[Supplied passage]:
____

Florian Hecht, Yeon Jin Lee, Jonathan R. Shewchuk, and James F. O'Brien,
Updated Sparse Cholesky Factors for Corotational Elastodynamics,
ACM Transactions on Graphics 31(5):123.1–123.13, October 2012.
PDF (color, 24,436k, 13 pages).
We introduce warp-canceling corotation,
a nonlinear finite element formulation for elastodynamic simulation that
achieves fast performance by making only partial or
delayed changes to the simulation's linearized system matrices.
This formulation combines the widely used corotational finite element method
with stiffness warping so that changes in the per-element rotations are
initially approximated by inexpensive per-node rotations.
When the errors of this approximation grow too large,
the per-element rotations are selectively corrected by updating parts of
the matrix chosen according to locally measured errors.
These changes to the system matrix are propagated to
its sparse Cholesky factor by incremental updates that are
much faster than refactoring the matrix from scratch.
A nested dissection ordering of the system matrix gives rise to
a hierarchical factorization in which changes to the system matrix cause
limited, well-structured changes to the Cholesky factor.

____

[Dataset content]:
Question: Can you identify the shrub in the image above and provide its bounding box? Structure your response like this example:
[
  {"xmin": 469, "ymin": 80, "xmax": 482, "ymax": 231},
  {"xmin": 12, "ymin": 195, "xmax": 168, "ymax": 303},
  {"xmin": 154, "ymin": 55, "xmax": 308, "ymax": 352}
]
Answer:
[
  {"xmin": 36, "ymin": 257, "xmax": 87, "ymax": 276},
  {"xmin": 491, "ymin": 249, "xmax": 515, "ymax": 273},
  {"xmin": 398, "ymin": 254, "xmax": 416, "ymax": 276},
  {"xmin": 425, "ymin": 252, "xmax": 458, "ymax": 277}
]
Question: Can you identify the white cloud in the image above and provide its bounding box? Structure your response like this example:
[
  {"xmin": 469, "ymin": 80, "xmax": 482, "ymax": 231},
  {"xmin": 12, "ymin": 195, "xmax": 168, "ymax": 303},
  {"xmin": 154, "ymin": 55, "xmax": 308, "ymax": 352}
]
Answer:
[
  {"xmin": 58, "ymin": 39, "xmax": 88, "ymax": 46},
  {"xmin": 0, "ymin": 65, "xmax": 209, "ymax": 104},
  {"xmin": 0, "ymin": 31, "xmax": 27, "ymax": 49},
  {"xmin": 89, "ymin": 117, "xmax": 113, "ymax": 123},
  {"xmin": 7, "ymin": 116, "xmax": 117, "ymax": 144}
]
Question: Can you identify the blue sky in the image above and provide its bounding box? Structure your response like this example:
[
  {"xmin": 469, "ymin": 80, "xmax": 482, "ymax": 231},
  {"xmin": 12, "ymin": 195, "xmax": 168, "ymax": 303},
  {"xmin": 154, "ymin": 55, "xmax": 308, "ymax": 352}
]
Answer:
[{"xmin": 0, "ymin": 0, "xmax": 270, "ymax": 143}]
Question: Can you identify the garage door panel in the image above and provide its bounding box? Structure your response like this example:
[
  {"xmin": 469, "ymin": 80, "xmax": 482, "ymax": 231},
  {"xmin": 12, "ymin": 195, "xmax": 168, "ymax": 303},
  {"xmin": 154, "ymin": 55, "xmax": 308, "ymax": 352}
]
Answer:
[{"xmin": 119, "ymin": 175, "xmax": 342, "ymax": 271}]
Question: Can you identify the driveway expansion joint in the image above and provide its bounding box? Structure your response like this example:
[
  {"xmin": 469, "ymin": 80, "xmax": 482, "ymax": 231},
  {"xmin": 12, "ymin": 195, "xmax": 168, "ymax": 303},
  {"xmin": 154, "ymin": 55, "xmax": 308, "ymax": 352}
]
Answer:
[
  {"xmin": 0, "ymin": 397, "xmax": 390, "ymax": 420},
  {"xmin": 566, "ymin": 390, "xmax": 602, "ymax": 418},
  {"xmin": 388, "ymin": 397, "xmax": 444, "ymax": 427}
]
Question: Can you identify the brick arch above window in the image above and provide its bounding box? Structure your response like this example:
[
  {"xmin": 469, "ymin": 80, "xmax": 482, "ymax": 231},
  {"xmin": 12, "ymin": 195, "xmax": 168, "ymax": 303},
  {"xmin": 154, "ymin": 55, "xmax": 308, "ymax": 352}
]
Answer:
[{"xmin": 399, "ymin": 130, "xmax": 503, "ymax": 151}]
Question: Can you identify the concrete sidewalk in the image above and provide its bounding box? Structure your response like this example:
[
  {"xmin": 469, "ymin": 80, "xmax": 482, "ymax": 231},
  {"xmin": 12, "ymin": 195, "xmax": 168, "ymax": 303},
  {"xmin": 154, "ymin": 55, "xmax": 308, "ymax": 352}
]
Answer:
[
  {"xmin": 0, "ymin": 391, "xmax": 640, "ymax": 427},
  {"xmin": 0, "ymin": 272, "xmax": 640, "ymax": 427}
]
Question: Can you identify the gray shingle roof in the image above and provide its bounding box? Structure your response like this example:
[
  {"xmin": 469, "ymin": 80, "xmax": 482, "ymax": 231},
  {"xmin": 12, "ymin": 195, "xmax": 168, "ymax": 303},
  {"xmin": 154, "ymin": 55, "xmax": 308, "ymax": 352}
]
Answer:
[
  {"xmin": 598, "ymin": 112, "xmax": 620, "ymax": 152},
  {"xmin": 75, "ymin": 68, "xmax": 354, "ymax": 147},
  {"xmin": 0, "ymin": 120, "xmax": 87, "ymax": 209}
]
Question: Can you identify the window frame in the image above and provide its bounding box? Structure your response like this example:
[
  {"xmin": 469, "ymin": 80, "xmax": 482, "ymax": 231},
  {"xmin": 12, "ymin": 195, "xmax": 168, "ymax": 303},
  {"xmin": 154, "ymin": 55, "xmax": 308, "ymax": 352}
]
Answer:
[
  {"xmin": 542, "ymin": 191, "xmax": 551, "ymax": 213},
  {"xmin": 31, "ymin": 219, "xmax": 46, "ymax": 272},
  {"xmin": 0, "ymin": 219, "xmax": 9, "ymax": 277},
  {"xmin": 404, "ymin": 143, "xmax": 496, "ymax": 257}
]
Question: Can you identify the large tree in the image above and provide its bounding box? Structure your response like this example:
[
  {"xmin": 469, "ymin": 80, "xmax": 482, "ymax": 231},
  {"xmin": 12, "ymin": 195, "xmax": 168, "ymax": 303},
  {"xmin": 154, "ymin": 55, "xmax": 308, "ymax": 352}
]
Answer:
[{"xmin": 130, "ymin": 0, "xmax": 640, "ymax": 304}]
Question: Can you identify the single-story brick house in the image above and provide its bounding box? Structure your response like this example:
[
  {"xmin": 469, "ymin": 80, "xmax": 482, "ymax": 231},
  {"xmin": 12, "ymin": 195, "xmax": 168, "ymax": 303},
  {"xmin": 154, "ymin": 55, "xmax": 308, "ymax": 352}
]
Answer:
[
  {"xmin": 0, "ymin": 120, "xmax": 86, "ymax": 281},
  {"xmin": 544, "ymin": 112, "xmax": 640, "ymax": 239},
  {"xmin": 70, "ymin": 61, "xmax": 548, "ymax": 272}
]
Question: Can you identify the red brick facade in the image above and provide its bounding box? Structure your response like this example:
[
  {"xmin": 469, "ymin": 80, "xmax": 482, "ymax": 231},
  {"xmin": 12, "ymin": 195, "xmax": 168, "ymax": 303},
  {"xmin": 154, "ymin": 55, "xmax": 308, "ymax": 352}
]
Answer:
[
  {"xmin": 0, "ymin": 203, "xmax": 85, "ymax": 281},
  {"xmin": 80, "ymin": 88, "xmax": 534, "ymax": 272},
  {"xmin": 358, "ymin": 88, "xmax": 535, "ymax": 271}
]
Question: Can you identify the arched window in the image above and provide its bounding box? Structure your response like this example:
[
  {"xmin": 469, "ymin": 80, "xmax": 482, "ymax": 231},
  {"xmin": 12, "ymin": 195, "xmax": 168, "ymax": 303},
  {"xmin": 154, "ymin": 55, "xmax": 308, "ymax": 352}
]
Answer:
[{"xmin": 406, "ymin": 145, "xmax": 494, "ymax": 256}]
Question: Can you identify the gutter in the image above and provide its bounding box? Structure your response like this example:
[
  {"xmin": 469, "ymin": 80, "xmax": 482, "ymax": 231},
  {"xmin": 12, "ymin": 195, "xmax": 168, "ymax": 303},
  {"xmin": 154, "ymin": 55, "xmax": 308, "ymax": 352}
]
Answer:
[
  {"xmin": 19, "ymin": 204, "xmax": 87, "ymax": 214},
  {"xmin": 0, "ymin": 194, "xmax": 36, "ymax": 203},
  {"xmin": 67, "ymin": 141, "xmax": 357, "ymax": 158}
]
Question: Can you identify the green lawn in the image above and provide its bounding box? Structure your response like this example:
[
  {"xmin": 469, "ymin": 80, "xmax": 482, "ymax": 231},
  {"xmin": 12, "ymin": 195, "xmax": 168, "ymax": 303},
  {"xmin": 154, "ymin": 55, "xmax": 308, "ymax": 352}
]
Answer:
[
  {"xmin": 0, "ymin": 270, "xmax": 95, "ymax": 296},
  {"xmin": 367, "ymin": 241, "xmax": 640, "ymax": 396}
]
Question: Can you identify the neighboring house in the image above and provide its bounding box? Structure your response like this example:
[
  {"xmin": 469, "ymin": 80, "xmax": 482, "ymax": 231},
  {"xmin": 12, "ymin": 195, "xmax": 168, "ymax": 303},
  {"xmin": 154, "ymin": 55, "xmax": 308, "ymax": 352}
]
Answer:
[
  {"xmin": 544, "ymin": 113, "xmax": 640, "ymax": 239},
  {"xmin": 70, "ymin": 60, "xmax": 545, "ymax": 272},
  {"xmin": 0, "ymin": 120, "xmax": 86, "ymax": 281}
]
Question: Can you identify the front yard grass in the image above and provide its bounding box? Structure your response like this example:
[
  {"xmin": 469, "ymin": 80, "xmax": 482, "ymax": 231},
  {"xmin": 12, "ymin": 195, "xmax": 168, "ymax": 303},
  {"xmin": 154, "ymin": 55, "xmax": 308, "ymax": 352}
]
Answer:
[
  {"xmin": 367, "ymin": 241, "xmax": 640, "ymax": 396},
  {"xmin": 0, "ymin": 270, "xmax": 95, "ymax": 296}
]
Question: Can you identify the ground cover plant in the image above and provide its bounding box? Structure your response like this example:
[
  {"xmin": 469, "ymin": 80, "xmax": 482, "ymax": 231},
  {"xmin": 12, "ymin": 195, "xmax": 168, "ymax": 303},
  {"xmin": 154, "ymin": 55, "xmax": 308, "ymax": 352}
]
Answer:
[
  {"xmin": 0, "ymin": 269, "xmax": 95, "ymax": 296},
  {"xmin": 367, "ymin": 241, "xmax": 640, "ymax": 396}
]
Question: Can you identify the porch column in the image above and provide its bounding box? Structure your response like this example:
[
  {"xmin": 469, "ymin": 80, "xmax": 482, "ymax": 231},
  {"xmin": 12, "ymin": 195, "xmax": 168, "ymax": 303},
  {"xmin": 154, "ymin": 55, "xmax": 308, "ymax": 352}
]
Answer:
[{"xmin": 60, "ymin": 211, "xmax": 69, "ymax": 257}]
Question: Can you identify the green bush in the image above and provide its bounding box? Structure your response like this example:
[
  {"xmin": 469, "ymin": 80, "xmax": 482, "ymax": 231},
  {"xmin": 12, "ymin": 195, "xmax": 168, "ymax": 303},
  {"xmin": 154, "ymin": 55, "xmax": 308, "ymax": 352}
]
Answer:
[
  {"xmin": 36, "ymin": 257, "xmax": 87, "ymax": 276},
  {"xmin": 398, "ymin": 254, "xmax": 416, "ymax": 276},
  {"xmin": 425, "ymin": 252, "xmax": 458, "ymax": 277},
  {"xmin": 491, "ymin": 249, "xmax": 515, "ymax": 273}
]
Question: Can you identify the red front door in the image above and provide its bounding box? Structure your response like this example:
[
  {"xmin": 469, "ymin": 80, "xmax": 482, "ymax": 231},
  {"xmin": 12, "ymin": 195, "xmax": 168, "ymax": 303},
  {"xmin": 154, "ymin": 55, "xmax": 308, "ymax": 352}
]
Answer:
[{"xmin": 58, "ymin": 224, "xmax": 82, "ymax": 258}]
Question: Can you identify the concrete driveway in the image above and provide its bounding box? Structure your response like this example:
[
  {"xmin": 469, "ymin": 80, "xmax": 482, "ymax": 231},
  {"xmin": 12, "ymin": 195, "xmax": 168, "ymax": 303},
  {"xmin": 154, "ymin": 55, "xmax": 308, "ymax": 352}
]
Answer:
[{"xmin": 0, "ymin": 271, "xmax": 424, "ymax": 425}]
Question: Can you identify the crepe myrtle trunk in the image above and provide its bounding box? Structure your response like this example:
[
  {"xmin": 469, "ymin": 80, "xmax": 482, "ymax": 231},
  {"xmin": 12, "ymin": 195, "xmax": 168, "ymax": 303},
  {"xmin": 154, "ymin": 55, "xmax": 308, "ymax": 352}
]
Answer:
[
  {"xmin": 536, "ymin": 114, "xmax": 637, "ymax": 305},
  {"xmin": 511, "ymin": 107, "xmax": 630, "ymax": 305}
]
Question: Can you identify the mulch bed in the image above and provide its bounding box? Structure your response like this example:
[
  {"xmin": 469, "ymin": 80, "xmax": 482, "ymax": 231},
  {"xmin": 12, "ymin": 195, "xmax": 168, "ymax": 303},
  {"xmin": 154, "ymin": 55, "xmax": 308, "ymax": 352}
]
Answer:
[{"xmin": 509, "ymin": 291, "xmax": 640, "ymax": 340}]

____

[Exercise instructions]:
(1) In the corotational elastodynamics abstract above, could you reproduce the text starting with "These changes to" and going on through "the Cholesky factor."?
(2) In the corotational elastodynamics abstract above, how are changes to the system matrix passed on to its sparse Cholesky factor?

[Numbered answers]:
(1)
These changes to the system matrix are propagated to
its sparse Cholesky factor by incremental updates that are
much faster than refactoring the matrix from scratch.
A nested dissection ordering of the system matrix gives rise to
a hierarchical factorization in which changes to the system matrix cause
limited, well-structured changes to the Cholesky factor.

(2) By incremental updates that are much faster than refactoring the matrix from scratch.